WORK ORDER :: Give back the data below word for word. Any image in it should be left out.

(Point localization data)

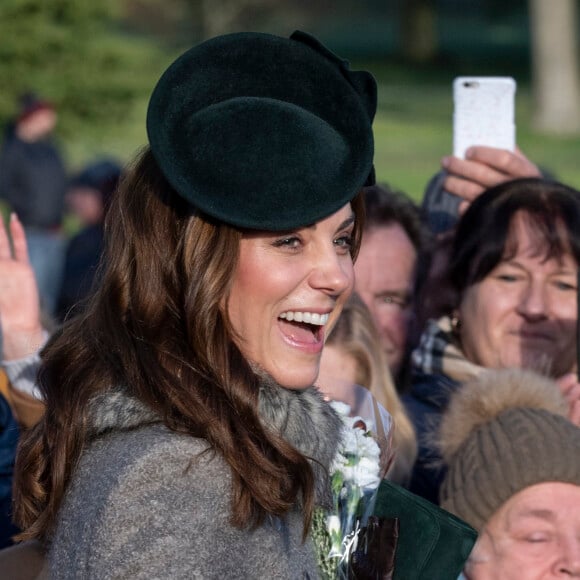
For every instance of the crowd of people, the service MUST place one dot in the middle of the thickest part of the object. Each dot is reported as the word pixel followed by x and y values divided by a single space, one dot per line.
pixel 166 413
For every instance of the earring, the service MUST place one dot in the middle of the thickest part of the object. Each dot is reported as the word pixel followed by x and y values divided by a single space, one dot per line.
pixel 455 324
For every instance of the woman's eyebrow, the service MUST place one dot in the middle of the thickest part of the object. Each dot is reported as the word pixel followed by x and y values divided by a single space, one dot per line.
pixel 347 222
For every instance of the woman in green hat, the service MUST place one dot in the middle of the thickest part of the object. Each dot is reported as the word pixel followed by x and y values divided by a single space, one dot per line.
pixel 182 436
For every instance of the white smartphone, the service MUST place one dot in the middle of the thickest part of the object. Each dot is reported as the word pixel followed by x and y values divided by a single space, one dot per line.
pixel 483 113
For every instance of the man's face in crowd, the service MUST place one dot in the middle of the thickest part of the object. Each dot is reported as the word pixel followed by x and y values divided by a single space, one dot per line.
pixel 535 535
pixel 385 272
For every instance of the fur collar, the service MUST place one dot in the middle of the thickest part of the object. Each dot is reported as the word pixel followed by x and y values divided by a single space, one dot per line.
pixel 301 417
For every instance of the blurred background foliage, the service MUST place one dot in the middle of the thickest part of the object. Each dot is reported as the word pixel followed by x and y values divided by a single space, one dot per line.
pixel 97 61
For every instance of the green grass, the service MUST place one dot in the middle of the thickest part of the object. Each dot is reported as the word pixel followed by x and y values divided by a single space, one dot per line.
pixel 413 128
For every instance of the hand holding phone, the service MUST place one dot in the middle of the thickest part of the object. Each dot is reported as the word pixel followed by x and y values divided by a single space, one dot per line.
pixel 484 112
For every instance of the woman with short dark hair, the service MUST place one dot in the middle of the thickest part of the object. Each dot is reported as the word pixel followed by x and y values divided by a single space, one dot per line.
pixel 513 269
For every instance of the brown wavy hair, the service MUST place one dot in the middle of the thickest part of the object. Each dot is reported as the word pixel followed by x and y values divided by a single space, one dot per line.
pixel 158 325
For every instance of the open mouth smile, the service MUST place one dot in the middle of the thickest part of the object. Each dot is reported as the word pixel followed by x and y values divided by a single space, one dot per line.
pixel 304 329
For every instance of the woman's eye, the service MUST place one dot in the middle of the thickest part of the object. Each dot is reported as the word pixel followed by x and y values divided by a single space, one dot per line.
pixel 344 241
pixel 537 539
pixel 507 277
pixel 565 286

THE COMPLETED TASK ::
For every instance of the crowd of people, the service MUST place one dot in the middle of the thickest part of the object. Each dot is reported as the word pixel followed by x and y values divided by a single space, one dot per line.
pixel 166 413
For every instance of the earring, the service MUST place one dot in the middle of the thickest part of the object. Each dot is reported as the word pixel followed by x and y values divided by a single space, one dot per line.
pixel 455 324
For every instance of the woman's eyebrow, the service MUST place one dot in the middle of the thickest part of the object. Each dot is reported as the word pixel followed by x and y values divided by a single space, one dot per line.
pixel 347 222
For every instance of the woman in green hat, the service MUST place one dot in the middle of the thickest part of the object. Each dot is reported as the word pixel followed by x and y values divided by a single space, one dot per line.
pixel 182 436
For every instance of the white smartphone, the service MUST place one dot in the middle of the thickest part of the object. Each dot is reported as the word pixel followed by x and y values divided by a single space, one dot per line.
pixel 483 113
For every instance of the man's face in crowd, the service MUST place one dot in the middle of the thickest part of the object. Each dot is reported as the word pixel followed by x and y values divided by a single space, one dot per line.
pixel 535 535
pixel 385 272
For every instance of the fur collar, the service MUST place one dot in the middle of the thickest part of the object. Each dot is reported as the word pixel followed by x and y values divided by a single space, one dot per line.
pixel 301 417
For every instance of the blurred background foliage, the service MUST place one dot in the middle of the thickest part of the object. Each dot is reported as the word pixel followed by x and y values divided by a single space, one dot per line.
pixel 97 61
For every instance of the green grass, the service MUST place one dot in the middle of the thickest part of the object. Each dot is reported as the word pixel followed by x and y values divided by a single space, one dot per line.
pixel 413 128
For every instance of the hand holding phone, the service MUST place one dot in the middle of the thickest part of the object. Each dot is reported as the word pixel followed by x and y values divided by a single space, one dot per line.
pixel 484 112
For every instance of the woman with short dark hair, the service MUST place one dot in the middle of the thickest part of the object. Each dot is reported as the word pixel followed by x and y values divided by a single space, one dot per line.
pixel 513 269
For every instance of the brown wavy hair, the service MUST place one dot in the middle of the thickest part of the object. Each dot is reported as the word pixel followed by x and y values divided by a single space, one dot per line.
pixel 158 325
For every instance of the open mouth smile, the service MUST place one dot in the middle of the thickest part of the object. Each dot is reported as the word pixel followed by x and y values divided by a single space, one dot per line.
pixel 304 329
For every instance of the woman's eye, the service MUST place one dot in the middle of the thickest part of the object. Each dot is reported as the word pixel followed by x and y values divided by a single space, one dot per line.
pixel 344 241
pixel 537 539
pixel 507 277
pixel 565 286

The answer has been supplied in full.